Planners and objectives must be considered together: In code ablation, P2-Self significantly outperformed vanilla ancestral, suggesting training objectives should match the final sampling planner.
Stability comes from interpolation: Discarding the uniform loss entirely allows early-stage denoiser errors to mislead the training. Retaining the \(1/(L-k)\) base weight prevents the training from collapsing into too few paths.

Highlights & Insights¶

The most valuable aspect of this paper is elevating "planners" from mere inference tricks to "generative distribution definitions." Framing the issue through path-wise KL turns training-inference inconsistency into a mathematical object rather than an intuition.
P-ELBO provides a unified framework for many existing sampling strategies. Uniform, greedy, soft-greedy, and remasking can all be seen as different reverse Markov dynamics, allowing future researchers to design losses by asking what training objective corresponds to their sampler.
The engineering implementation of PAPL is restrained. It does not introduce extra teachers, separate planner models, or full planner trajectory simulations. Compressing a theoretical target into a single-line loss weight makes it very easy to adopt in existing MDLM pipelines.
The choice of experimental tasks is insightful. Protein sequences highlight structural constraints, text generation shows open-ended distribution quality, and code generation demonstrates effectiveness in high-logic environments.

Limitations & Future Work¶

PAPL's default planner weights rely on the denoiser's own confidence. In early training, these are unreliable, which is why uniform loss is needed for stabilization. Consequently, PAPL's benefits depend on the model already having some foundational capability.
The practical algorithm is primarily tailored for soft-greedy/confidence-based planners. Deriving similarly efficient training targets for complex remasking planners remains difficult.
Scaling to large models remains a hurdle. Verifying whether a decoding strategy can be further improved via planner-aware loss usually requires extra post-training, which is more expensive than simply changing samplers during inference for 7B+ models.
While relative gains are significant, absolute quality in text generation still lags behind autoregressive baselines. PAPL narrows the gap but doesn't yet prove MDLMs can fully replace AR models in general text tasks.
Future work could explore external or learned planners rather than self-confidence. In code or reasoning tasks, planners incorporating syntax checkers or unit tests might be more effective than token confidence.

######

**PROBLEM 1:**
In the text on planner-aware training, which passage begins at the words "PAPL's default planner" and stops after "for 7B+ models."? Extract it character for character.
**PROBLEM 2:**
How would you put this sentence from the text on planner-aware training into French: "PAPL's default planner weights rely on the denoiser's own confidence."?

**SOURCE INFORMATION:**
######

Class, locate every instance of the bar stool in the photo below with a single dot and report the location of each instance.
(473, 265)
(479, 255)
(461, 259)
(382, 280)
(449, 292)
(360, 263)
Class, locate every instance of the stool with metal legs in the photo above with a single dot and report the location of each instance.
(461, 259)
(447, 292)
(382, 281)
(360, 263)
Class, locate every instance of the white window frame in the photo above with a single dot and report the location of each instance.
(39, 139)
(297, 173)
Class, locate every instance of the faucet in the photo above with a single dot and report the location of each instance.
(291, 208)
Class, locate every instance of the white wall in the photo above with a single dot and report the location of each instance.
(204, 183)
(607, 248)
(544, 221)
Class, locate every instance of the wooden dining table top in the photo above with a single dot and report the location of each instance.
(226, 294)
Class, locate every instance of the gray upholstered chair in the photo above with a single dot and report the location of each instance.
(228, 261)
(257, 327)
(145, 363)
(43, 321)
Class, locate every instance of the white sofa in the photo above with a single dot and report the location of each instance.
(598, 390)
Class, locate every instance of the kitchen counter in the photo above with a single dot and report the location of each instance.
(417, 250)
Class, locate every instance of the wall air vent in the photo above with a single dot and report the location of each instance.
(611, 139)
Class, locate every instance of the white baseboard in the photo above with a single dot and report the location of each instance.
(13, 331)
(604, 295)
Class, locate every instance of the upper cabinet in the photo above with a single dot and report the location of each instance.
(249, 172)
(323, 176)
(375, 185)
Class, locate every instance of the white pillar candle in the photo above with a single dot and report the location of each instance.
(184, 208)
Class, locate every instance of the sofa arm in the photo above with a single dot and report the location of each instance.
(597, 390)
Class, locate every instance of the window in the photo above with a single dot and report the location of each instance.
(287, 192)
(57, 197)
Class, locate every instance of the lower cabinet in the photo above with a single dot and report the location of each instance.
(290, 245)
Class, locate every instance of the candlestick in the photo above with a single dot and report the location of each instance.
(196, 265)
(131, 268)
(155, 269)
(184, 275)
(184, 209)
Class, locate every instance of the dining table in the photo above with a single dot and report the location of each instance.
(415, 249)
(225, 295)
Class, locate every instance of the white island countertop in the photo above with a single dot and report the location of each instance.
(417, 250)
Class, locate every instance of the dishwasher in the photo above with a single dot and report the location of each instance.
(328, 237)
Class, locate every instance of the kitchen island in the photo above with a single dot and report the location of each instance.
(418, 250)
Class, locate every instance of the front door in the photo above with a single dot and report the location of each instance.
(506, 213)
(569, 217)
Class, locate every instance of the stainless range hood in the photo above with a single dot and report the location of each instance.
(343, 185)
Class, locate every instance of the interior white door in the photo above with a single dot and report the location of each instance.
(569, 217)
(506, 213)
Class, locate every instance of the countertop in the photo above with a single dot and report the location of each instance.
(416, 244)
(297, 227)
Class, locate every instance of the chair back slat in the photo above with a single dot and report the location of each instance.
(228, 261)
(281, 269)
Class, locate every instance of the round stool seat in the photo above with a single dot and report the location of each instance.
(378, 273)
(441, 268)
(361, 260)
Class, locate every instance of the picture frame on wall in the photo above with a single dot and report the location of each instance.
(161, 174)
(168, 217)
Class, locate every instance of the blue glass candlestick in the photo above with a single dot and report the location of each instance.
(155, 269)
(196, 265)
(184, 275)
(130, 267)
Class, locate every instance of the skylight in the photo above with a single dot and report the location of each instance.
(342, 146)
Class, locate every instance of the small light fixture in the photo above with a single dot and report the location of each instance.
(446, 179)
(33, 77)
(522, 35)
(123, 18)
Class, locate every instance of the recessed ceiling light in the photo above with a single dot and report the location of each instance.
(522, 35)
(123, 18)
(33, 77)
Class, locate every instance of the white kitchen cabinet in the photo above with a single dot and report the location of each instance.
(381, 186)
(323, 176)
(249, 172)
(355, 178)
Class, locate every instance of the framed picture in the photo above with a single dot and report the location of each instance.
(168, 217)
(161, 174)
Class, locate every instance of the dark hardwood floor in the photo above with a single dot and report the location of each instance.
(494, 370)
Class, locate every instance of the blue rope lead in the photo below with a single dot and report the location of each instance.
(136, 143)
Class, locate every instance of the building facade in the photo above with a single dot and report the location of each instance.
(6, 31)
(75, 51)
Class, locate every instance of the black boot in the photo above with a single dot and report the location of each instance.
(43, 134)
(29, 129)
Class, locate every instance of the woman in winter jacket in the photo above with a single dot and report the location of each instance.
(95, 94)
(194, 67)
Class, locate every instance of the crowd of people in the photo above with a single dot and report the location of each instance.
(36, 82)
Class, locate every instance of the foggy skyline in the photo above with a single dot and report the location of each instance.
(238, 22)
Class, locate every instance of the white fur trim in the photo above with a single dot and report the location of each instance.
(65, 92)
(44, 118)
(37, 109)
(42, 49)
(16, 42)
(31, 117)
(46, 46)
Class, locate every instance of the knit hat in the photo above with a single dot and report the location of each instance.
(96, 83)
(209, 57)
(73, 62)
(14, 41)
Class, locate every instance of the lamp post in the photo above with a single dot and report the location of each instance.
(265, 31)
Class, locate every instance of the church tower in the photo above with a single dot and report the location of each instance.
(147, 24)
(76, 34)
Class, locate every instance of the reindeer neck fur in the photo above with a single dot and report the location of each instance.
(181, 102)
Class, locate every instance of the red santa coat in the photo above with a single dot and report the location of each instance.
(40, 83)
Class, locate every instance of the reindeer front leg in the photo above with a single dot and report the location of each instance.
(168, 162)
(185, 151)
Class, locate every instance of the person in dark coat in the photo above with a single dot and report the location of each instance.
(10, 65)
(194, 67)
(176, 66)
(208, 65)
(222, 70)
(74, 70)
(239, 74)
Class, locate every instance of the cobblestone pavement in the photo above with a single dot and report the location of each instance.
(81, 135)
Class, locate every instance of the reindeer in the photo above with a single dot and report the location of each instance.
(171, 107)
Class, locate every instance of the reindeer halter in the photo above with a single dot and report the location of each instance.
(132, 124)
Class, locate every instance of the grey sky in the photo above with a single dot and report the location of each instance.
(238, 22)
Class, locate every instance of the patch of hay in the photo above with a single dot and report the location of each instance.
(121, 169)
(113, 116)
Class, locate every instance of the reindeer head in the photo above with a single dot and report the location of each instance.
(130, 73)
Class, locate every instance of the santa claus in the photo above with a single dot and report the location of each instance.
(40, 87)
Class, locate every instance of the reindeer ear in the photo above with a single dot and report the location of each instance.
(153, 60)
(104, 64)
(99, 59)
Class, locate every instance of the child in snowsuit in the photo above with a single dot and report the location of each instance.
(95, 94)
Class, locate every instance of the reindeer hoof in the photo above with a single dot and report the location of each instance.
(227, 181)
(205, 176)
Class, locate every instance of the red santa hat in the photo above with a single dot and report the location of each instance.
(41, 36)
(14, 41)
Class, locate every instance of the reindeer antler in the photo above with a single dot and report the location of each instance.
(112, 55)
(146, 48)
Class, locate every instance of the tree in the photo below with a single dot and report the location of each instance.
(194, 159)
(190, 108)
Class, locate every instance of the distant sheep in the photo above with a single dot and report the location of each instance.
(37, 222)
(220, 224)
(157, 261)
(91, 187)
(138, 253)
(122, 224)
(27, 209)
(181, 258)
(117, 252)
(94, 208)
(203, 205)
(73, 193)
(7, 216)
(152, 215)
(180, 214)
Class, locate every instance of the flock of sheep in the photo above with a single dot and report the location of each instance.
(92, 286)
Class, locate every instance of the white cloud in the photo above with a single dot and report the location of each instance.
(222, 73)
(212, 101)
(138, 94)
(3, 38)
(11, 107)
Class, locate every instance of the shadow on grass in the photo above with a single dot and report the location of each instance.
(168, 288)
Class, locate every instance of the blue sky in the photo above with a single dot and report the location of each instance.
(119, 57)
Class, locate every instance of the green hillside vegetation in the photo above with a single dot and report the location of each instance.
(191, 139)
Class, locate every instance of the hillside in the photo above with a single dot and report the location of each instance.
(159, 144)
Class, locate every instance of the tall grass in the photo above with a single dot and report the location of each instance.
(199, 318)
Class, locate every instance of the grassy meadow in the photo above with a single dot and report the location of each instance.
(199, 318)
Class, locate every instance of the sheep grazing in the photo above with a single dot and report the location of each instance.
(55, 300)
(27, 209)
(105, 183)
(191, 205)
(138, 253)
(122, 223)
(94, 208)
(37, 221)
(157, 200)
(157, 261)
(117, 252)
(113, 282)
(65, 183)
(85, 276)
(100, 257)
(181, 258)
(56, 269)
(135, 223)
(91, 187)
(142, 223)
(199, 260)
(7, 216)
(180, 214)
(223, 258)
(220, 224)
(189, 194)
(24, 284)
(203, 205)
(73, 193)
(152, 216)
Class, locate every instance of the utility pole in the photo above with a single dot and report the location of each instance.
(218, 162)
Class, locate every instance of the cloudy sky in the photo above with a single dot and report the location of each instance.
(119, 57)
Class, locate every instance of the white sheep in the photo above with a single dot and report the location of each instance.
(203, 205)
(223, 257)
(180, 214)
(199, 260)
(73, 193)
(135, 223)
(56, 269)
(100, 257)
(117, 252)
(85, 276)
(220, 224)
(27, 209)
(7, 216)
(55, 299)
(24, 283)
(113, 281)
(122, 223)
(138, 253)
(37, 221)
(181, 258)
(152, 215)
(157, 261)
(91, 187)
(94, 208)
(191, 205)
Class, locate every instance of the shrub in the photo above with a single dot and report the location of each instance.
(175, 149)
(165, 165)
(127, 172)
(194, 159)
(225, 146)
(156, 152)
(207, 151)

######

**TASK RESULT 1:**
PAPL's default planner weights rely on the denoiser's own confidence. In early training, these are unreliable, which is why uniform loss is needed for stabilization. Consequently, PAPL's benefits depend on the model already having some foundational capability.
The practical algorithm is primarily tailored for soft-greedy/confidence-based planners. Deriving similarly efficient training targets for complex remasking planners remains difficult.
Scaling to large models remains a hurdle. Verifying whether a decoding strategy can be further improved via planner-aware loss usually requires extra post-training, which is more expensive than simply changing samplers during inference for 7B+ models.

**TASK RESULT 2:**
Les poids par défaut du planificateur de PAPL reposent sur la propre confiance du débruiteur.